Items listed in a dataset
------------------------
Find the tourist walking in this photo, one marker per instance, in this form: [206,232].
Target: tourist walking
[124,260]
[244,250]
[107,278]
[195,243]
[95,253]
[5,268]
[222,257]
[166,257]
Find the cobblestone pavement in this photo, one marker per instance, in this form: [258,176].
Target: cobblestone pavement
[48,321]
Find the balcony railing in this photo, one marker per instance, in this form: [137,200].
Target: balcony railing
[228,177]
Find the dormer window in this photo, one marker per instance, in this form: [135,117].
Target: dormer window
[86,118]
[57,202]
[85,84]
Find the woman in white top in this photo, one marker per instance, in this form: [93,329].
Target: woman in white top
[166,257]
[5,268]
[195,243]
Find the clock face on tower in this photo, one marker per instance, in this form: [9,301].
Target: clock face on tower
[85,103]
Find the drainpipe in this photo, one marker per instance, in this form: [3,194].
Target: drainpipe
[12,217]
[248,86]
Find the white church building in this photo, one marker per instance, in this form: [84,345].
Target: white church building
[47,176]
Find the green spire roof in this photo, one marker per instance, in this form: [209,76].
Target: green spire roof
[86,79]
------------------------
▶ _To do_: Each line from the one containing "Find the white" through the end of the entries, both included, is to be returned exactly, with no other lines.

▶ _The completed task_:
Find the white church building in this photo, one marker per instance, in this form: [84,345].
Target: white church building
[47,176]
Find the green spire roof in this photo, one marker per instance, in this form: [209,76].
Target: green spire roof
[86,79]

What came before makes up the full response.